▶ [Reading text]:
--------

Ultimately I think Cave is telling us more than he’d care to admit. I’m convinced he’s compelled by the weirdness of the message: the weird message about creation and sin and death and wrath and restoration and forgiveness and wholeness in Jesus Christ, with a resurrection to come. In other words the weirdness of the gospel message itself in a world of cancel culture, self-help, therapy and You Do You.
Weird is back for Christianity. Let’s embrace it.
Australia’s very own vampire chanteur, Nick Cave, had this to say in an interview with the UK’s The Times, just this week, when asked whether he was Christian or not:
I don’t call myself Christian. I mean, I act like one, and I probably smell like one and I do go to church. I certainly lead a life that’s Christian adjacent, shall we say? I just find the whole thing extremely powerful and beautiful.
So let’s take him at his word. Not Christian. Well not yet at least.
But it’s what he said further that I find most interesting, especially in this era when the new atheism and its pretence of intellectual superiority (bordering on sneer) has fallen by the wayside, and when spirituality is back on the agenda.

--------

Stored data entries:
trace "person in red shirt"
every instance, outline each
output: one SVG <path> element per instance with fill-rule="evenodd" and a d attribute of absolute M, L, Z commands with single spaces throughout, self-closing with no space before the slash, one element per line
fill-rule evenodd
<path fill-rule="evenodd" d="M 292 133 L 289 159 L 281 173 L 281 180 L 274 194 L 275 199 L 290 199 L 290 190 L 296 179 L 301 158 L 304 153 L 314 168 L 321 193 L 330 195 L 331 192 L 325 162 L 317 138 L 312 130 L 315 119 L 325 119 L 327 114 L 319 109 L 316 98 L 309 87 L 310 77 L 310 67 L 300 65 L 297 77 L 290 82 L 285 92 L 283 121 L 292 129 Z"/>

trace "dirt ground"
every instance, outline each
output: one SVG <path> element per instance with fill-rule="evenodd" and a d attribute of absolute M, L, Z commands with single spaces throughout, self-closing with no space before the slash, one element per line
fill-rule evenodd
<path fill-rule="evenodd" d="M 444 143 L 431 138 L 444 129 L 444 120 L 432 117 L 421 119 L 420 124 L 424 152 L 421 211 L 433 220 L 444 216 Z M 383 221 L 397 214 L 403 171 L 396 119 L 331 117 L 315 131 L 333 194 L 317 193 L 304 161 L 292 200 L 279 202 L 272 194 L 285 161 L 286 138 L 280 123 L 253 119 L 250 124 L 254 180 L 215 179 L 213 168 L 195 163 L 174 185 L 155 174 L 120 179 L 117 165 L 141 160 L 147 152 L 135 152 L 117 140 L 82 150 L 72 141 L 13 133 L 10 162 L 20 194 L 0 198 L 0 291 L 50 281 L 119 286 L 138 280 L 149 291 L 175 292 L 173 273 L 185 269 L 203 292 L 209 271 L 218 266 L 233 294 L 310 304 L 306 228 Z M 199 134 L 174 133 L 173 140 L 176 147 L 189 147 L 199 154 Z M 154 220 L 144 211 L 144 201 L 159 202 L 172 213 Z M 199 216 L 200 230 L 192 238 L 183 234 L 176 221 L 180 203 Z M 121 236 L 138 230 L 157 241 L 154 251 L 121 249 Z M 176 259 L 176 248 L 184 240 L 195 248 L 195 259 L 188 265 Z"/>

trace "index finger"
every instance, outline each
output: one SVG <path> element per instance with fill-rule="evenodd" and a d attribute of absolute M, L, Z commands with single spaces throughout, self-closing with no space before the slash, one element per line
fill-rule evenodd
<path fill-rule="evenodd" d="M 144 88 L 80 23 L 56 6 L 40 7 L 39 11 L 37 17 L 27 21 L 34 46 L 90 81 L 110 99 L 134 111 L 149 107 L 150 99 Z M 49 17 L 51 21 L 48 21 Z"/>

--------

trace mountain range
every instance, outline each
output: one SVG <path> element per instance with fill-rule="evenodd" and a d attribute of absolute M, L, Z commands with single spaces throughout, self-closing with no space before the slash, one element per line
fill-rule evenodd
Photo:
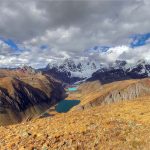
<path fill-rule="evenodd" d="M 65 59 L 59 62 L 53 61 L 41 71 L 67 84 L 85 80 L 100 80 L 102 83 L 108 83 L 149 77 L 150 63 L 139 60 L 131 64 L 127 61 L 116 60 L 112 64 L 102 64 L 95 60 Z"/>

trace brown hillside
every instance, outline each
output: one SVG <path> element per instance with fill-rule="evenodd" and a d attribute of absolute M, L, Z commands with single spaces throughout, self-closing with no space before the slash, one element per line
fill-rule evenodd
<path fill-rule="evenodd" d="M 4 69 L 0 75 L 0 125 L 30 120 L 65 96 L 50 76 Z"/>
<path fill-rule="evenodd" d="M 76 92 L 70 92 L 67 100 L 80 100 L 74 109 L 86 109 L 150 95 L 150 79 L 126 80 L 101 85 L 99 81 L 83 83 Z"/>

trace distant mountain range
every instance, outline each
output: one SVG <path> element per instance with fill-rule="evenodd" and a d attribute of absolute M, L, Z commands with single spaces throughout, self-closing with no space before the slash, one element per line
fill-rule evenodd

--------

▶ [Task 1]: In the article about Nick Cave, which newspaper's interview is Cave quoted from?
▶ [Task 2]: Write out the part of the article about Nick Cave from "Australia’s very own" up to and including "on the agenda.".

▶ [Output 1]: The UK's The Times.

▶ [Output 2]:
Australia’s very own vampire chanteur, Nick Cave, had this to say in an interview with the UK’s The Times, just this week, when asked whether he was Christian or not:
I don’t call myself Christian. I mean, I act like one, and I probably smell like one and I do go to church. I certainly lead a life that’s Christian adjacent, shall we say? I just find the whole thing extremely powerful and beautiful.
So let’s take him at his word. Not Christian. Well not yet at least.
But it’s what he said further that I find most interesting, especially in this era when the new atheism and its pretence of intellectual superiority (bordering on sneer) has fallen by the wayside, and when spirituality is back on the agenda.